The problem with the asynchronous bsg interface
The SCSI standard is generally thought of as a way to control storage devices, such as disk and tape drives (younger readers, ask a coworker what the latter were). But SCSI can be thought of as a sort of network protocol with more general capabilities, as demonstrated by its use to control tape-changing robots, scanners, optical-disk writers, and more. Drivers for such devices tend to run in user space; to support those drivers, the SCSI generic (SG) interface was created. This interface provides direct access to the SCSI protocol, allowing user-space code to control devices in ways not supported by the in-kernel disk and tape drivers.
The original SG interface was simply called "sg"; like the "sd" driver for SCSI disks and "st" driver for tape drives, its name highlights the SCSI developers' focus on efficiency, in that no letters were wasted. The sg driver implements a low-level device that interfaces directly with the SCSI midlayer. Back in 2004, Jens Axboe posted a new implementation that he called "bsg"; unlike sg, it worked at the level of the block layer, taking advantage of its request-queue infrastructure to manage SCSI operations. It took a while, but bsg was finally merged for the 2.6.23 release in 2007. Since then, both interfaces have coexisted in the kernel. The sg interface retains a number of users; older code makes up some of them, but some users have found that it works better for their needs (as will be revisited below). The bsg interface, instead, is the only way to gain access to some newer SCSI protocol features.
Both devices implement two different APIs to accomplish the same task. The synchronous interface uses ioctl() commands; results of operations are returned when ioctl() returns. There is also an asynchronous interface based on simple read() and write() calls, where one uses write() to issue a command, followed by a later read() to obtain the results. The system calls involved are simple, but the data that is transferred is not: SCSI commands are executed by writing an sg_io_hdr structure to the device. The structure is complex in its own right, but it can also contain pointers to other ranges of user-space memory. Normally, a write() call will not access memory outside of the provided buffer; with these interfaces, instead, a write() call can cause accesses to memory almost anywhere in the address space.
The dangers of this kind of interface have become increasingly clear in recent years. In this case, there have been a few security issues related to indirect memory access through the SG devices. There is also the persistent concern that an attacker may succeed in convincing a setuid program to write the wrong thing to such a device, opening up another vulnerability. Worries about this kind of problem led to the recent rejection of the write-based filesystem mounting API. For SG, though, the interfaces have been established for a long time, so they cannot be withdrawn without breaking applications.
For bsg, though, that may not actually be the case.
In June, Jann Horn tried to harden these interfaces by adding more restrictions on the contexts in which they can be used. Almost as an aside, the changelog noted that, in the case of bsg, arbitrary access to memory can also happen in a release() call, when the file descriptor is being closed. That immediately set off a new round of alarms; even a legitimate user-space memory access can run into trouble at release time, when that memory may no longer be present. The results would be unpredictable — but they would be predictably bad.

» Raw records:

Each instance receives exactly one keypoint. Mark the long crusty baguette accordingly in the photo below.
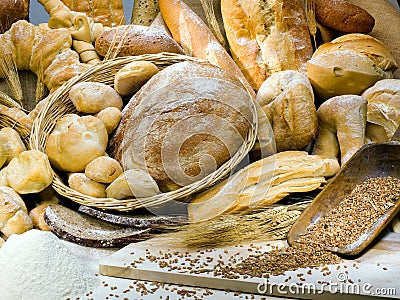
(267, 36)
(196, 38)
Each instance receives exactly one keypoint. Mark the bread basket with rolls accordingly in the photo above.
(59, 104)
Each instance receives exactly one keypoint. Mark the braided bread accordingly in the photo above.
(46, 52)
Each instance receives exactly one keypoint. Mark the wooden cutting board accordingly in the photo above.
(376, 273)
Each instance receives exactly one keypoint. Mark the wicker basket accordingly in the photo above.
(7, 121)
(59, 104)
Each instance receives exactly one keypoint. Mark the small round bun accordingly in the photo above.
(75, 142)
(110, 117)
(92, 97)
(103, 169)
(80, 183)
(132, 76)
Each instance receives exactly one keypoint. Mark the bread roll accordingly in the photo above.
(197, 40)
(103, 169)
(349, 65)
(75, 142)
(3, 177)
(92, 97)
(13, 213)
(135, 40)
(287, 99)
(343, 16)
(108, 12)
(11, 142)
(3, 155)
(12, 11)
(383, 108)
(110, 116)
(29, 172)
(80, 183)
(132, 183)
(37, 217)
(267, 36)
(341, 123)
(132, 76)
(185, 122)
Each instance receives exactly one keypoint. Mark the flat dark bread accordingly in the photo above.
(84, 230)
(137, 221)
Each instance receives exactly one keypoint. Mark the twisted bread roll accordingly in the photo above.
(46, 52)
(13, 213)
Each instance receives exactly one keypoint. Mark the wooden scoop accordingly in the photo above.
(371, 160)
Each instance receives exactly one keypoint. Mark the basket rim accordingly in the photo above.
(52, 110)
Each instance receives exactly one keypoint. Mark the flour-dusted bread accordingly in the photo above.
(11, 142)
(75, 142)
(183, 123)
(29, 172)
(92, 97)
(383, 109)
(287, 99)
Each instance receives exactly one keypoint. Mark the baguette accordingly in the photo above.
(197, 40)
(267, 36)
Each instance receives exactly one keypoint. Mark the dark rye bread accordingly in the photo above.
(343, 16)
(135, 40)
(87, 231)
(137, 221)
(197, 113)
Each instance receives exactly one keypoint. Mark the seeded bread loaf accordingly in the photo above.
(183, 123)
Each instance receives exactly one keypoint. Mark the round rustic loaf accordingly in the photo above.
(184, 123)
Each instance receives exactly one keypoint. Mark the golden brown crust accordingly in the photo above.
(197, 39)
(12, 11)
(108, 12)
(343, 16)
(287, 99)
(136, 39)
(341, 123)
(266, 36)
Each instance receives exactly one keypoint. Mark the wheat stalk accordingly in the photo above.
(9, 71)
(212, 22)
(269, 223)
(311, 20)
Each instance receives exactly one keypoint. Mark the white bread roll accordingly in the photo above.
(75, 142)
(13, 213)
(383, 108)
(29, 172)
(110, 116)
(11, 142)
(132, 76)
(287, 99)
(80, 183)
(92, 97)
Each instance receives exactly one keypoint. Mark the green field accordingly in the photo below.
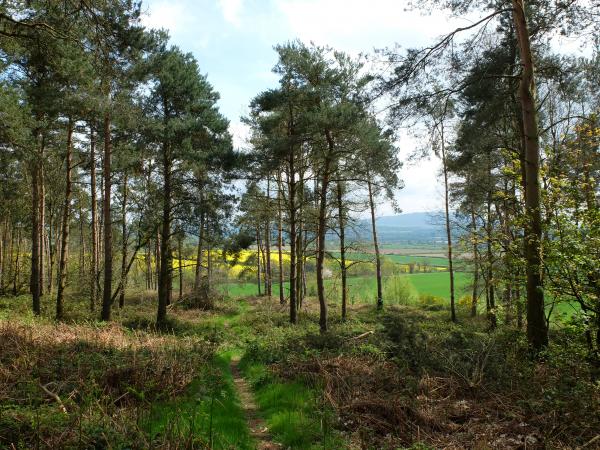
(362, 289)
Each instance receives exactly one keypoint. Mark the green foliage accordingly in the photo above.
(398, 290)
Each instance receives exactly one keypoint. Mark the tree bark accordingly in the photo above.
(164, 280)
(491, 302)
(321, 232)
(64, 248)
(94, 227)
(124, 243)
(42, 224)
(376, 247)
(179, 252)
(198, 280)
(537, 331)
(17, 271)
(280, 239)
(475, 264)
(292, 217)
(258, 273)
(268, 269)
(342, 225)
(448, 227)
(107, 219)
(35, 236)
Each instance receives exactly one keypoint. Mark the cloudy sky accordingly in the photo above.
(233, 42)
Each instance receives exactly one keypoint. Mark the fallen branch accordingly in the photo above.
(360, 336)
(55, 397)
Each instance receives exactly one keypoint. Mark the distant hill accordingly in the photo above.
(409, 228)
(412, 220)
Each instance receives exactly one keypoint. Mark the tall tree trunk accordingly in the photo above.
(342, 225)
(81, 240)
(42, 224)
(124, 243)
(208, 257)
(64, 248)
(157, 254)
(164, 287)
(258, 275)
(3, 253)
(376, 246)
(280, 239)
(53, 240)
(94, 225)
(17, 271)
(475, 264)
(490, 261)
(107, 219)
(321, 232)
(198, 280)
(537, 331)
(35, 235)
(292, 237)
(448, 227)
(179, 252)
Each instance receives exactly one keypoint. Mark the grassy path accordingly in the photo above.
(257, 426)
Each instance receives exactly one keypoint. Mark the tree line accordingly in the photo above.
(112, 135)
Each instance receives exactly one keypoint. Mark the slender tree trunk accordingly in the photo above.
(81, 241)
(164, 280)
(198, 280)
(35, 236)
(208, 257)
(157, 259)
(537, 331)
(148, 259)
(124, 243)
(342, 225)
(475, 264)
(376, 246)
(3, 253)
(42, 224)
(258, 274)
(17, 271)
(64, 248)
(292, 237)
(94, 225)
(448, 227)
(53, 241)
(490, 263)
(321, 231)
(108, 262)
(300, 226)
(280, 239)
(179, 252)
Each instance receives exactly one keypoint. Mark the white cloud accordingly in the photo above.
(167, 15)
(356, 25)
(240, 133)
(232, 10)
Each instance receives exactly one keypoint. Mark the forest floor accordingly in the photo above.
(239, 376)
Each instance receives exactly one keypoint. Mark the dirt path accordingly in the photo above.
(257, 426)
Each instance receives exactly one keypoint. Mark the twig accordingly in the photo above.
(360, 336)
(55, 397)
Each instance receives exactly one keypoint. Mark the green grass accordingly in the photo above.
(210, 413)
(363, 289)
(291, 410)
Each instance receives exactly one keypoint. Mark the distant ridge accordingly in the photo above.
(408, 228)
(416, 219)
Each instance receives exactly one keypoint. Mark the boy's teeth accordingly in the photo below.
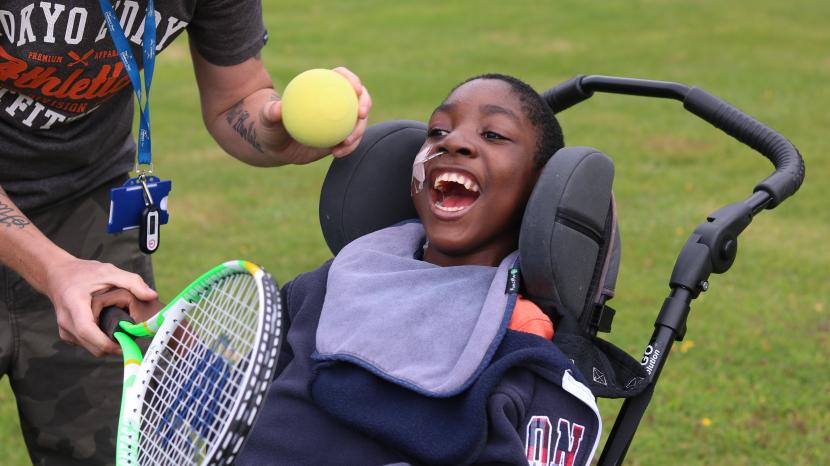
(449, 209)
(459, 178)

» Exercise instructions: Decide whether each statement below agrees with the passage on the bsg interface, answering yes or no and quoting the deciding words. 1. The bsg interface was merged into the kernel for the 2.6.23 release. 2. The sg driver works at the level of the block layer. 3. In the asynchronous interface, the results of a command are obtained through a later read() call.

» Solved problem:
1. Yes: "bsg was finally merged for the 2.6.23 release in 2007"
2. No: "unlike sg, it worked at the level of the block layer"
3. Yes: "one uses write() to issue a command, followed by a later read() to obtain the results"